Exactly the line with "Please indicate the bus windshield" and the lines that follow it, through the closing line of the entries, should be restated, with nothing left out or added.

____ Source material

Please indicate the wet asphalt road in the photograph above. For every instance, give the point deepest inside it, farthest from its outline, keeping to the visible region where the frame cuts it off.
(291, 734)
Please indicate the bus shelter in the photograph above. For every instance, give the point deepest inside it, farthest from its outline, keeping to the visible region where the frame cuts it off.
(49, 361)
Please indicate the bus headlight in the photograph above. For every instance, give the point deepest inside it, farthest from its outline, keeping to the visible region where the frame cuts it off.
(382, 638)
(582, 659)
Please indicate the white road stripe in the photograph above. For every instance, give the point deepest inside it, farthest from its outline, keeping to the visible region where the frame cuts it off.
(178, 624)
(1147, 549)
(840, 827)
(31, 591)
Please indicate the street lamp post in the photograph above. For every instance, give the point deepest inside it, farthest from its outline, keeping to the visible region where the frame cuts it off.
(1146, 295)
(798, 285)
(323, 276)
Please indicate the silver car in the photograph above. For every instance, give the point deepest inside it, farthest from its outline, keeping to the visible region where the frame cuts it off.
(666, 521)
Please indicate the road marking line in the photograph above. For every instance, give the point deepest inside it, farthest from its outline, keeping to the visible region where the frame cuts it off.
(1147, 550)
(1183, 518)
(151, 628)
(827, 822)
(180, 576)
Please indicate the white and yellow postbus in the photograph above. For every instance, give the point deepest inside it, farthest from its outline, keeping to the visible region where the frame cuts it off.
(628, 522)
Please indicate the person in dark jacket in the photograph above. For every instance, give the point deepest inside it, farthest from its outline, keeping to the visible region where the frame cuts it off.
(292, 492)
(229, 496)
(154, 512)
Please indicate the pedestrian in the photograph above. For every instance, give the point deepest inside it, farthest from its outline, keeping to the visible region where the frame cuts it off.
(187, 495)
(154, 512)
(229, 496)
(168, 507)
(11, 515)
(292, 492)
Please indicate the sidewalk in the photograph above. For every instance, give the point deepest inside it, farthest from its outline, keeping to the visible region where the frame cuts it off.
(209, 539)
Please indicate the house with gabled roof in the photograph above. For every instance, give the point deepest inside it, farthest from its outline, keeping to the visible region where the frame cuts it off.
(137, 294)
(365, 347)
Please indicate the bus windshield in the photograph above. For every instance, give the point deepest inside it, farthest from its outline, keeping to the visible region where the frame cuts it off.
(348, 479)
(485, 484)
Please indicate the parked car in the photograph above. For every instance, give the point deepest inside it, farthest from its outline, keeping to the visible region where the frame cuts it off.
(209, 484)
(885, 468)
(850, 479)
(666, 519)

________

### Written response
Please indicate the bus windshield in the photograph above. For every instance, give the point deepest inside it, farthest from its outline, keeping to the visible region where the frame cuts it off.
(348, 479)
(485, 484)
Please indicate the parked car in the photograph above. For every instance, give the point deepest inside it, farthest from its outline, keeping to the visible region where the frame cuts it off.
(209, 484)
(885, 468)
(850, 479)
(666, 519)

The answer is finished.